What the task requires |
Give again, word for word, every line in the entries below from the line with "positive clicks: (732, 319) (577, 498)" up to and including the line with "216L559 381L506 430L404", and no other line.

•••••

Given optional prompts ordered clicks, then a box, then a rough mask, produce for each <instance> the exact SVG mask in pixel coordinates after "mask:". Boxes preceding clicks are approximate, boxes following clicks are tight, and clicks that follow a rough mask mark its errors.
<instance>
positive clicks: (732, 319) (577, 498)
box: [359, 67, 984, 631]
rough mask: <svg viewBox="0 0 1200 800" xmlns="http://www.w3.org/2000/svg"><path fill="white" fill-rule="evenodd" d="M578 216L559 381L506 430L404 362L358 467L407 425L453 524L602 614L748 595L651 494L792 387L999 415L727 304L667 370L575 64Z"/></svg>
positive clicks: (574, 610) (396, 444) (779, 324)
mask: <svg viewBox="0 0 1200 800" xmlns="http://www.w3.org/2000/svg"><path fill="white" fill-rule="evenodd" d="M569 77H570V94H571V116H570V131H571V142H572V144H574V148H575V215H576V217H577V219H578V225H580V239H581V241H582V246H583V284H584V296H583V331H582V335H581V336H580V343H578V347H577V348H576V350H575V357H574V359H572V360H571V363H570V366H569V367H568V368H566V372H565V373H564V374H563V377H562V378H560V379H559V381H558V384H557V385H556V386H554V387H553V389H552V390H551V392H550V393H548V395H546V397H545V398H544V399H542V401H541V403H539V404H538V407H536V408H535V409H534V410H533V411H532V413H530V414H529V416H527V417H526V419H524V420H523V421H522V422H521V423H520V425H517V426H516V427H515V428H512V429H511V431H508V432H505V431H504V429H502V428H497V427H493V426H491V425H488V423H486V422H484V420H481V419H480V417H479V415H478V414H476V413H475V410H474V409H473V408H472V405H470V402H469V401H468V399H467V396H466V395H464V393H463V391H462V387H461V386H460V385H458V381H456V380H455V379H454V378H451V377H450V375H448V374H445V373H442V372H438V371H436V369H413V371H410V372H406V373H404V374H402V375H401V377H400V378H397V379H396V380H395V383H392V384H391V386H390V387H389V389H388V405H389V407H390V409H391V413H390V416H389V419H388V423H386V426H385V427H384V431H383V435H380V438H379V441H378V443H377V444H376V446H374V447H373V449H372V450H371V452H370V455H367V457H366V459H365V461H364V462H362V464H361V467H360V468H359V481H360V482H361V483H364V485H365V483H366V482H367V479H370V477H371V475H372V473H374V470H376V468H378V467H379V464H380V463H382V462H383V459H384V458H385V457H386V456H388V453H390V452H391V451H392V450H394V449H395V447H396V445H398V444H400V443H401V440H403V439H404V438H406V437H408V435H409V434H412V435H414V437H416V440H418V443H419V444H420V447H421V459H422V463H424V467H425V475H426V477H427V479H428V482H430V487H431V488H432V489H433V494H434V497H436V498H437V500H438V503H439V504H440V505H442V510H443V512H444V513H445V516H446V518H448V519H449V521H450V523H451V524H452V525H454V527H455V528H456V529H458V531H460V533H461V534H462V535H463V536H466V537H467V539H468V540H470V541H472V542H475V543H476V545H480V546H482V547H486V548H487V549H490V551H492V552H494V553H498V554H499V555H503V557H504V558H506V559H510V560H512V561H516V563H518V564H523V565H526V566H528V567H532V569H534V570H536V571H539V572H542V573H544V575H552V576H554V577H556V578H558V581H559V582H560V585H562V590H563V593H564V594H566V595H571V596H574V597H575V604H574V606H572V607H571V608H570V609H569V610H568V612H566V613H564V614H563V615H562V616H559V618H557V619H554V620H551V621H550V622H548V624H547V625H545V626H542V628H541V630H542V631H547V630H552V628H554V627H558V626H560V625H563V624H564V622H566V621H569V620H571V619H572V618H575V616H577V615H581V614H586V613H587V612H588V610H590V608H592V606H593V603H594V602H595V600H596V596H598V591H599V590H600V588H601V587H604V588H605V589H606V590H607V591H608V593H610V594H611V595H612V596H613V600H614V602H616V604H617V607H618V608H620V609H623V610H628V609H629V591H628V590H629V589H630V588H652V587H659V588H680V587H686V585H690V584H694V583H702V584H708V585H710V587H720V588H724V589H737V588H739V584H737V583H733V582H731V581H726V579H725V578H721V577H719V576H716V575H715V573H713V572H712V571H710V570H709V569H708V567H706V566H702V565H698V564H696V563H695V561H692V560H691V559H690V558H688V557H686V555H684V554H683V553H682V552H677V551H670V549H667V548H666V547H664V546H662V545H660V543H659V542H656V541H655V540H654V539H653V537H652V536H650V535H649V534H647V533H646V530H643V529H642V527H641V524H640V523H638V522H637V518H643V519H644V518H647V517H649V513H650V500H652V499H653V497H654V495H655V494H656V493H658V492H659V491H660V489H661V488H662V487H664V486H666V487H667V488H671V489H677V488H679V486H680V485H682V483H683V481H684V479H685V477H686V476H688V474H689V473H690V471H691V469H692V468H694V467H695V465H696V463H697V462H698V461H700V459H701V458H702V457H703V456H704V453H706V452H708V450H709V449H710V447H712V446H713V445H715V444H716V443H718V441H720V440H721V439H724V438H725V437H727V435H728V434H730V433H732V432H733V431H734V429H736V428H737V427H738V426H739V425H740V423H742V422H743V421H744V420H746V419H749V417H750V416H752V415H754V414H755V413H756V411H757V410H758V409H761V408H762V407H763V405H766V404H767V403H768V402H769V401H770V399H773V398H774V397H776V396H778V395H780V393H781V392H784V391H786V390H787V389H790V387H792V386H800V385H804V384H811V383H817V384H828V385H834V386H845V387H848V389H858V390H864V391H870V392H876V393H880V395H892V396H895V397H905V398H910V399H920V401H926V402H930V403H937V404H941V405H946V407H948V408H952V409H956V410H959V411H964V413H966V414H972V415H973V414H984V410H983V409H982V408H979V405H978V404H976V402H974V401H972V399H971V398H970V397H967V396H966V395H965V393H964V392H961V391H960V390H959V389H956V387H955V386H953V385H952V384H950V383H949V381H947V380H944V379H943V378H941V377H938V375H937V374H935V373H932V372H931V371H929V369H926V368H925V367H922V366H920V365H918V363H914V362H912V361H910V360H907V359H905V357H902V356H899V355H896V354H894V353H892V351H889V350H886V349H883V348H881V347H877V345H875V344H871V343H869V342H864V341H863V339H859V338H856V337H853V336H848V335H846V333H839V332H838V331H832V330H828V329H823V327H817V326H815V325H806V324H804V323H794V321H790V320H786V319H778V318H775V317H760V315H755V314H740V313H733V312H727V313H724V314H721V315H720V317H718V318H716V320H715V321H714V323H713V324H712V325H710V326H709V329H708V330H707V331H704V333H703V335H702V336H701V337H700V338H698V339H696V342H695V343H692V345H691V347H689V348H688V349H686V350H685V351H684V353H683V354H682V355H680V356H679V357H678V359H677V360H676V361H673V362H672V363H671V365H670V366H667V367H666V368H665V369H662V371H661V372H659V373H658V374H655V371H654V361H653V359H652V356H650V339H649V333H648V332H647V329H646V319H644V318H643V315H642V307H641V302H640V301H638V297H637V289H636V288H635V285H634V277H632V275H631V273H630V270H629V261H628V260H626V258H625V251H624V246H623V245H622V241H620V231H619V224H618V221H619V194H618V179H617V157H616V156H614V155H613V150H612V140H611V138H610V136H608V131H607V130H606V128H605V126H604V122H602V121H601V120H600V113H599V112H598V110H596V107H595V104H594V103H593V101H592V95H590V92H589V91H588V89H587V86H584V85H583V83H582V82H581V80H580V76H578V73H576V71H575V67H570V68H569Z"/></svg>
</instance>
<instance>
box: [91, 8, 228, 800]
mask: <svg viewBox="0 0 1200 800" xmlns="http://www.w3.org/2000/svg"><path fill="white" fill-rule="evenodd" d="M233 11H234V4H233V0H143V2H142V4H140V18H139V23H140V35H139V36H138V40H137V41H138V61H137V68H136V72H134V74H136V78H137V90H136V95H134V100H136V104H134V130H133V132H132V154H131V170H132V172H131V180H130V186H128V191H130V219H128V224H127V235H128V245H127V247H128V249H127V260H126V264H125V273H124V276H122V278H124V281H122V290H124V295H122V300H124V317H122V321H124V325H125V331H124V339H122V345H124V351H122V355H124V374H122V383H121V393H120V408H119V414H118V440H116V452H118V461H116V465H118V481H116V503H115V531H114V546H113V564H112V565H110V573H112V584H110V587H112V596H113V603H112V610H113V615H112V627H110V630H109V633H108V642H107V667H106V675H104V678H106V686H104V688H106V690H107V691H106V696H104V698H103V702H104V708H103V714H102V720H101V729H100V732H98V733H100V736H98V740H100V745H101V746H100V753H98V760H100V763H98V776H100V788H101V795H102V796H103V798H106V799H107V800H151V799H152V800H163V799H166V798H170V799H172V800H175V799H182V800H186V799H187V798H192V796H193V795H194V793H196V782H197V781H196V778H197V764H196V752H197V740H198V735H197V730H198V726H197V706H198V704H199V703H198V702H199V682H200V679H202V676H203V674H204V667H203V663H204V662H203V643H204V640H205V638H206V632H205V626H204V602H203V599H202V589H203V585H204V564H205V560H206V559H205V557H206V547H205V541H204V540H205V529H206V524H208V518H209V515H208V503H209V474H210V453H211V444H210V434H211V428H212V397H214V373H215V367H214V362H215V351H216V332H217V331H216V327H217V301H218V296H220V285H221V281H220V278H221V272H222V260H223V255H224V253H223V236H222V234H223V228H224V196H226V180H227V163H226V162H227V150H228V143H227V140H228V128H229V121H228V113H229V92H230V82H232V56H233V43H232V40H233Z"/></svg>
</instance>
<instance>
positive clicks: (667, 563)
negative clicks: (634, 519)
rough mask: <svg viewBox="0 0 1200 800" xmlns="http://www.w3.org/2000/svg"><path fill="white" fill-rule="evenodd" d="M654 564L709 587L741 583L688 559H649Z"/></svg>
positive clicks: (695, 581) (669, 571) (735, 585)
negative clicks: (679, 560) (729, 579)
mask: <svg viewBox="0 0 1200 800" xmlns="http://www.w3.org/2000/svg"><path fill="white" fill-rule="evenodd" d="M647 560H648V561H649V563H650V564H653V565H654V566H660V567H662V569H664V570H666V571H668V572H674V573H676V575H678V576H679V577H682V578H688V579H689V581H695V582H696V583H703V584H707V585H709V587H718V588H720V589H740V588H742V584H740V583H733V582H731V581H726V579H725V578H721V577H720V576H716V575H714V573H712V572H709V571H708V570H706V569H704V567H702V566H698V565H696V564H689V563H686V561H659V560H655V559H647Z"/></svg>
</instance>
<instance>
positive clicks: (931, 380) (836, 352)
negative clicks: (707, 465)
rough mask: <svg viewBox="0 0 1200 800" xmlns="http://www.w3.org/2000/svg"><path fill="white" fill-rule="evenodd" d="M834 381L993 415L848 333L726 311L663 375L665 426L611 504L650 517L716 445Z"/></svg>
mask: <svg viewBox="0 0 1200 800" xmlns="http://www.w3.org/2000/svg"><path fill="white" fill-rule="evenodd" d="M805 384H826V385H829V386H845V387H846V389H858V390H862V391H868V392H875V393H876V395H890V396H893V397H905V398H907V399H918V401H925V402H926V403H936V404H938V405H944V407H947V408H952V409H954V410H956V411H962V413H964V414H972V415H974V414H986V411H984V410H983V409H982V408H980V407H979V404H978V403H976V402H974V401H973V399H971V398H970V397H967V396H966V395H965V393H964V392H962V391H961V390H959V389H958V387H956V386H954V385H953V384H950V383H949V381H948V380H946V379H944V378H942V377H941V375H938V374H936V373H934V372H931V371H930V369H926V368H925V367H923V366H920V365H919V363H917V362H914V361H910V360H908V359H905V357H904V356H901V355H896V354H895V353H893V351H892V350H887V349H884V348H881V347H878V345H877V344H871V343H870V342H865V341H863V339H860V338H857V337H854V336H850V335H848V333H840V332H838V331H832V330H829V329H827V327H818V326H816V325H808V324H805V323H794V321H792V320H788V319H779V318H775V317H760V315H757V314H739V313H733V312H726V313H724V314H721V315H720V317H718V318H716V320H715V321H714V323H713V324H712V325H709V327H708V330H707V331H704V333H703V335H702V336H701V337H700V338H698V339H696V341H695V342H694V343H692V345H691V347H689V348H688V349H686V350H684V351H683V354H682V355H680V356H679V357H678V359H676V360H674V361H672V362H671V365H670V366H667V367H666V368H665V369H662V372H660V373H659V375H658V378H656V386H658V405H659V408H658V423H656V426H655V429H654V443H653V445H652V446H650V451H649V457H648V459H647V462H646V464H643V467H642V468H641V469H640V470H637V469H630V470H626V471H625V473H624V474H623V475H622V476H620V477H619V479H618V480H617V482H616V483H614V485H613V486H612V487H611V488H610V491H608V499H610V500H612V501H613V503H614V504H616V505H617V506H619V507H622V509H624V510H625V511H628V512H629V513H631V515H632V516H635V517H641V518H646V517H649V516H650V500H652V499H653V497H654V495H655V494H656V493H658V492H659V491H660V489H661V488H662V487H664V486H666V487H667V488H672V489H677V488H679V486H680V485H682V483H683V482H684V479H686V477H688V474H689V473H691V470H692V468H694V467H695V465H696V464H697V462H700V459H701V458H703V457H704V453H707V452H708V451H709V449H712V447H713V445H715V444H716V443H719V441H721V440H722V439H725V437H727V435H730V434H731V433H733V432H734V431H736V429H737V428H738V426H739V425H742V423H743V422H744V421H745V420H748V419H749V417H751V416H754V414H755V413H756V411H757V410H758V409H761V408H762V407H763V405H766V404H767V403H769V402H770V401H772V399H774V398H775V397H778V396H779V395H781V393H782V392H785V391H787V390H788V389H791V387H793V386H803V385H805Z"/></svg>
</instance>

•••••

Output below |
positive clicks: (732, 319) (577, 498)
box: [359, 67, 984, 631]
rough mask: <svg viewBox="0 0 1200 800" xmlns="http://www.w3.org/2000/svg"><path fill="white" fill-rule="evenodd" d="M578 216L559 381L506 430L404 362L358 467L407 425L453 524L602 614L748 595L651 494L792 387L999 415L727 304L667 370L575 64Z"/></svg>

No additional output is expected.